* [Goal of the exercise]:
Find "Could you point out the dog's fur" in the data below; transcribe the line it appears on and each line after it, exactly, to the end, and nothing else.

* [Records to process]:
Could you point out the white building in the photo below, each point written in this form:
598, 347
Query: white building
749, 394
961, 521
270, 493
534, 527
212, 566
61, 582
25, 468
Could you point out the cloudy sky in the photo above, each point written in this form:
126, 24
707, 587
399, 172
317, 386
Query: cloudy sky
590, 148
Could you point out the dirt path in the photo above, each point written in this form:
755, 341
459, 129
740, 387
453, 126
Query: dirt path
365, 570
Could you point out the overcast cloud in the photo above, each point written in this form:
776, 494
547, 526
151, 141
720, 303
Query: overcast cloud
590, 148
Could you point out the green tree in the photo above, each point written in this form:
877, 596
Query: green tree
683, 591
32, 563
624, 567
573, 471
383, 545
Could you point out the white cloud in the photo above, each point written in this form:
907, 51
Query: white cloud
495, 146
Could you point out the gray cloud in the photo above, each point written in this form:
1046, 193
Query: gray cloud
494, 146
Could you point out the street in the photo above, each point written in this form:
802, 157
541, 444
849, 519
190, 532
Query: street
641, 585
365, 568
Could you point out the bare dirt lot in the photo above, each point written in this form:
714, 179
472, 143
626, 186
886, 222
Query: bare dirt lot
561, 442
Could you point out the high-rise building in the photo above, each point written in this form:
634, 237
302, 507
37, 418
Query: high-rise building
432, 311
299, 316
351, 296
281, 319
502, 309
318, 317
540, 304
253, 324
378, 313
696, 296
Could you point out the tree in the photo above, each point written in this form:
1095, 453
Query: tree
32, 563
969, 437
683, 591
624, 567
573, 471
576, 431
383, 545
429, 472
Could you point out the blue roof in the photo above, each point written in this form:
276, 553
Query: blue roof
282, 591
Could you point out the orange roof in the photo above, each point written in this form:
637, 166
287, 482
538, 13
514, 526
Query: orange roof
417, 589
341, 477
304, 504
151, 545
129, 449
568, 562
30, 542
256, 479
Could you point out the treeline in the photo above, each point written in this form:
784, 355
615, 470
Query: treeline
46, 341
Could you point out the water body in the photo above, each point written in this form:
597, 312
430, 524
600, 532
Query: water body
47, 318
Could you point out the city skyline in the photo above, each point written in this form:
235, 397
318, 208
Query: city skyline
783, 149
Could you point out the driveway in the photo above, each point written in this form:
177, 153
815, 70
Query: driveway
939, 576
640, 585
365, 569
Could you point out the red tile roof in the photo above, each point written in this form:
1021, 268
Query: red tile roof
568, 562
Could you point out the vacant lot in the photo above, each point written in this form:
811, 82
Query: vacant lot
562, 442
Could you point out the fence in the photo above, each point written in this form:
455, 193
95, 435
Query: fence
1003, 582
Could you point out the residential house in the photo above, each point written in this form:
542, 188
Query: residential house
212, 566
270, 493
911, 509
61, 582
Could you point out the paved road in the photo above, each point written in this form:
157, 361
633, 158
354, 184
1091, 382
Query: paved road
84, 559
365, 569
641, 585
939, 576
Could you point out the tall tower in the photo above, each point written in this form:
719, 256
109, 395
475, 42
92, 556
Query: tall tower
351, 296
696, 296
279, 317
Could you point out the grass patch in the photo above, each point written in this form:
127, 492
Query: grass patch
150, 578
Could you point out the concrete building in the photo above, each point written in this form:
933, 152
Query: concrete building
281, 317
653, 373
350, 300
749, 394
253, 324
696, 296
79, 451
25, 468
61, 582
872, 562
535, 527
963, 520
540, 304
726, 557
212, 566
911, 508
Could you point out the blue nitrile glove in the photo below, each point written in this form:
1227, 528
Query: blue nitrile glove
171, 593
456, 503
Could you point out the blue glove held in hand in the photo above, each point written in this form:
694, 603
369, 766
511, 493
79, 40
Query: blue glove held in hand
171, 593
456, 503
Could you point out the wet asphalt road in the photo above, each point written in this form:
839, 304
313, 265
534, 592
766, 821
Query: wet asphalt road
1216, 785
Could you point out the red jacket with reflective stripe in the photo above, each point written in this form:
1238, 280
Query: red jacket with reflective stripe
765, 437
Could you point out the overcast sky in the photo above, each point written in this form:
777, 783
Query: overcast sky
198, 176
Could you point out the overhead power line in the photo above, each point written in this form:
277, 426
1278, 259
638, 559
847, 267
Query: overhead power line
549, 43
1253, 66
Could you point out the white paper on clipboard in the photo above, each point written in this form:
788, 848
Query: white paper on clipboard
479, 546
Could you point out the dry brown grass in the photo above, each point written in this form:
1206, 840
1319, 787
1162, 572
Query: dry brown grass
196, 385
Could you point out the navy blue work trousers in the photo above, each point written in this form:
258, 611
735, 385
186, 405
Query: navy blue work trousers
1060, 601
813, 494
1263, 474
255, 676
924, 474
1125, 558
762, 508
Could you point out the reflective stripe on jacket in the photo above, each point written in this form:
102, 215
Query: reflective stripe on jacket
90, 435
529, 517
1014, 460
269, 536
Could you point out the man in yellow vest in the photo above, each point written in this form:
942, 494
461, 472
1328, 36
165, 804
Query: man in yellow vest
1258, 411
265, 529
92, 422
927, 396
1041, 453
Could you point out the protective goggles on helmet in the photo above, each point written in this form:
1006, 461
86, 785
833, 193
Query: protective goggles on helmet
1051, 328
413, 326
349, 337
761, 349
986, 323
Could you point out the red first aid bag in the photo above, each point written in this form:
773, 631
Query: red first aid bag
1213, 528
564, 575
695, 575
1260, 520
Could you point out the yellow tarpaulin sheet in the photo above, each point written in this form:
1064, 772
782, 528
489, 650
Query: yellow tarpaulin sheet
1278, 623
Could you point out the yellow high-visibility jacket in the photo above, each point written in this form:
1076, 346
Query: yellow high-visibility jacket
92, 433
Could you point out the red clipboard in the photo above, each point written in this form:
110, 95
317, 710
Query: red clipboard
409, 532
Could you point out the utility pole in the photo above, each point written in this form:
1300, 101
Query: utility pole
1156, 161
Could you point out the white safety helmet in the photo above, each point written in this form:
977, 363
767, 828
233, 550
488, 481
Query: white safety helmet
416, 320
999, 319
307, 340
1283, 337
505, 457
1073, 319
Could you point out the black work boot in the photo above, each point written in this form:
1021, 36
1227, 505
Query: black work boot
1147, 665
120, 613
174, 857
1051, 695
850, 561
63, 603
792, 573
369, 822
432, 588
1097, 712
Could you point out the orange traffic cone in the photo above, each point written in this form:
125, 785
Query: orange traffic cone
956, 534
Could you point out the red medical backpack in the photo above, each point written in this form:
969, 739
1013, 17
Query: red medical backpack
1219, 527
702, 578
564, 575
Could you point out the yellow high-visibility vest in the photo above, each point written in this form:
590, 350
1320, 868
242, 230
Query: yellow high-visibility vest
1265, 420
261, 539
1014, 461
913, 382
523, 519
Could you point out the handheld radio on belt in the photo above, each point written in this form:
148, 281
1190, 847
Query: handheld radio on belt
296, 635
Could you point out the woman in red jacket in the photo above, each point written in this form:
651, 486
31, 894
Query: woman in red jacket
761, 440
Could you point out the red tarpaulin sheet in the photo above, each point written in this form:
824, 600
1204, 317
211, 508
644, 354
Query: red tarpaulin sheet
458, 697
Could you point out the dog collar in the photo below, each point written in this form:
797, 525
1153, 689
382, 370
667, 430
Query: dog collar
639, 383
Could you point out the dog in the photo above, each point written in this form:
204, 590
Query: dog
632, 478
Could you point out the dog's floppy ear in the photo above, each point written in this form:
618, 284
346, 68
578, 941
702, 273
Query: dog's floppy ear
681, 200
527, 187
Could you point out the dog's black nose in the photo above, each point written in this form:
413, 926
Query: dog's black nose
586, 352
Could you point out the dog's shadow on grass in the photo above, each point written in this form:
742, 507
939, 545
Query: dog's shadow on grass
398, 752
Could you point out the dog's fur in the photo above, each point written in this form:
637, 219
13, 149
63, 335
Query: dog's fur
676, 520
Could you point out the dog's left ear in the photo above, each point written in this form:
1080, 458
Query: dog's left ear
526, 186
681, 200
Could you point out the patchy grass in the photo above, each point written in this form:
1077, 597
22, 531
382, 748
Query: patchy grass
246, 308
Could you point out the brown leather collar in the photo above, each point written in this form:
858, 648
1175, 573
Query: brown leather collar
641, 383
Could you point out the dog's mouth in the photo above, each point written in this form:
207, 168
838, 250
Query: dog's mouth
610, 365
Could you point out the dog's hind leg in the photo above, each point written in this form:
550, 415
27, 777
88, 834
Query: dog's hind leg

* [Exercise output]:
Could you point out the dog's fur in the photo above, each point written in this form:
637, 219
13, 149
63, 335
Query: dog's fur
676, 520
Could you point out the dog's left ear in the photo above, each point written in this form:
1080, 458
Query: dog's left ear
526, 186
681, 200
Could you point out the patchy grass in the photo above, each point written in this form:
1077, 597
22, 531
382, 748
Query: patchy grass
246, 308
Could you point out the brown leather collar in the photo above, each point written in this form:
858, 648
1175, 573
Query: brown leather collar
641, 383
Could you point out the dog's mouth in the photo above, each point written in this form:
207, 168
838, 250
Query: dog's mouth
610, 365
Could you point out the dog's hind leg in the photo above, each point written in this form:
550, 415
27, 777
88, 834
Query: dog's hind leg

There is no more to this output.